:: SELECTED EXTRACT ::
Wave of change


What were some of the barriers that you encountered in your career?

When I was starting out in the police force, I understood that there were limits about how many women there could be. The most senior woman at that time was an inspector and I guess the attitude of some of the men was that women shouldn’t be there at all. And if they were, they were relegated to directing traffic, talking to school kids and taking sexual assault statements.

What advice would you give to those women who are seeking out a career and finding themselves rebuffed? What do they do and where do they find the resilience
 to try again?

Have the confidence to put yourself forward, and when you do get rebuffed think about it: is it the system, was it some aspect of yourself, or was it the fact that you were the best person for the job and you just didn’t get it? I think women get rebuffed because they’re not quick enough to pick themselves up and I think it’s tragic because you’ve got to let some of it go.

How would you describe a successful modern leader, and for people who are aspiring to that role, how would you suggest they prepare themselves?
:::
:: PROVIDED MATERIAL ::
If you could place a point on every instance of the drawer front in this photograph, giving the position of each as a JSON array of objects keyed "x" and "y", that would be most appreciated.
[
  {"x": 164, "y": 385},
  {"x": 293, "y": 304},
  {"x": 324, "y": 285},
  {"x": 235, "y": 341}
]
:::
EXERCISE GOAL: Transcribe the passage of the interview on career barriers starting at "Have the confidence" and ending at "they prepare themselves?".

FULL RESPONSE:
Have the confidence to put yourself forward, and when you do get rebuffed think about it: is it the system, was it some aspect of yourself, or was it the fact that you were the best person for the job and you just didn’t get it? I think women get rebuffed because they’re not quick enough to pick themselves up and I think it’s tragic because you’ve got to let some of it go.

How would you describe a successful modern leader, and for people who are aspiring to that role, how would you suggest they prepare themselves?